Но власть местная сохраняла полностью свои прерогативы. Набобы, султаны… кто там еще?... раджи, махараджи. Они оставались на своих местах, династии воспроизводились, детишки махарадж учились в британских школах и университетах, процесс, как говорится, пошел. После получения британского образования они возвращались на троны своих родителей. Эта система стихийно вырабатывала формы соотношения империи или метрополии и местных интересов. В таком виде она там существовала.
В других странах, где была возможна прямая экспансия, прямой захват, англичане, ничтоже сумняшеся, все это делали. Большое количество есть колоний, где англичане правили рукой губернаторов и без всяких тонкостей. Но после Первой мировой войны эти колонии как бы перестали подчиняться, потому что у них накопились силы, в них накопились то, что называл Стейнбек, гроздья гнева. Колониализм при всяком к нему отношении имеет массу нехороших вещей, мягко говоря. По крайней мере, так его воспринимают те, над кем осуществляется колониальное управление.

ФРАГМЕНТ ДАННЫХ —
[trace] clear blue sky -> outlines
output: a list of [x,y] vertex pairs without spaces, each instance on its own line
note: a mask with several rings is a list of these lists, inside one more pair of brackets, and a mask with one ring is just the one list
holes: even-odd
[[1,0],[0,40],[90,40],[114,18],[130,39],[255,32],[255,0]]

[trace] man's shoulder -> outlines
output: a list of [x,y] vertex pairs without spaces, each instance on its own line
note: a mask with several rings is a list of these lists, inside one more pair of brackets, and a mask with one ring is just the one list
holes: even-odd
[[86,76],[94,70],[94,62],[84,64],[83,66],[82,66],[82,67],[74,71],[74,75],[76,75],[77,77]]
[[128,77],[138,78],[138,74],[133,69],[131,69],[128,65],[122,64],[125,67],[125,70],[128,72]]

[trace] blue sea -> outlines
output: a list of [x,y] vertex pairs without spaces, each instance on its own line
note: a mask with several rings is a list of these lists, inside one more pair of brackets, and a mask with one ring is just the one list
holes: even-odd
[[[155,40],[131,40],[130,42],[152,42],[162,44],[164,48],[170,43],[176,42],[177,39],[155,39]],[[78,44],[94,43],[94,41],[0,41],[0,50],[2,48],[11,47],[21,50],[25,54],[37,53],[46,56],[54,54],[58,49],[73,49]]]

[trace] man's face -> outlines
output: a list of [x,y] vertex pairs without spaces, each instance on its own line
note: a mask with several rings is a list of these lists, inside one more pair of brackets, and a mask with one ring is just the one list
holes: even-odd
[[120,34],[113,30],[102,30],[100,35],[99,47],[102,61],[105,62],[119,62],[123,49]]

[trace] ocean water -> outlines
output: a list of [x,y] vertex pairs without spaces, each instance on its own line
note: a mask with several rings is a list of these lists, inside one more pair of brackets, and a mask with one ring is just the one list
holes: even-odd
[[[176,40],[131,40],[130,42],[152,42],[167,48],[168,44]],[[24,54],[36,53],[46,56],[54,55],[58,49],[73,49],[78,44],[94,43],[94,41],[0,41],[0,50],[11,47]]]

НАБОР ЗАДАНИЙ —
(1) Напечатайте фрагмент учебного текста: всё от слов «В других странах, где» и вниз до слов «осуществляется колониальное управление.» включительно.
(2) Изложите содержание текста о британском колониальном правлении в двух предложениях.

ОТВЕТЫ ПО НОМЕРАМ —
(1)
В других странах, где была возможна прямая экспансия, прямой захват, англичане, ничтоже сумняшеся, все это делали. Большое количество есть колоний, где англичане правили рукой губернаторов и без всяких тонкостей. Но после Первой мировой войны эти колонии как бы перестали подчиняться, потому что у них накопились силы, в них накопились то, что называл Стейнбек, гроздья гнева. Колониализм при всяком к нему отношении имеет массу нехороших вещей, мягко говоря. По крайней мере, так его воспринимают те, над кем осуществляется колониальное управление.

(2) В одних владениях британцы сохраняли власть местных набобов, султанов и махараджей, чьи дети учились в британских школах и университетах, а затем возвращались на троны родителей. В других странах англичане шли на прямой захват и правили через губернаторов, но после Первой мировой войны эти колонии накопили силы и перестали подчиняться.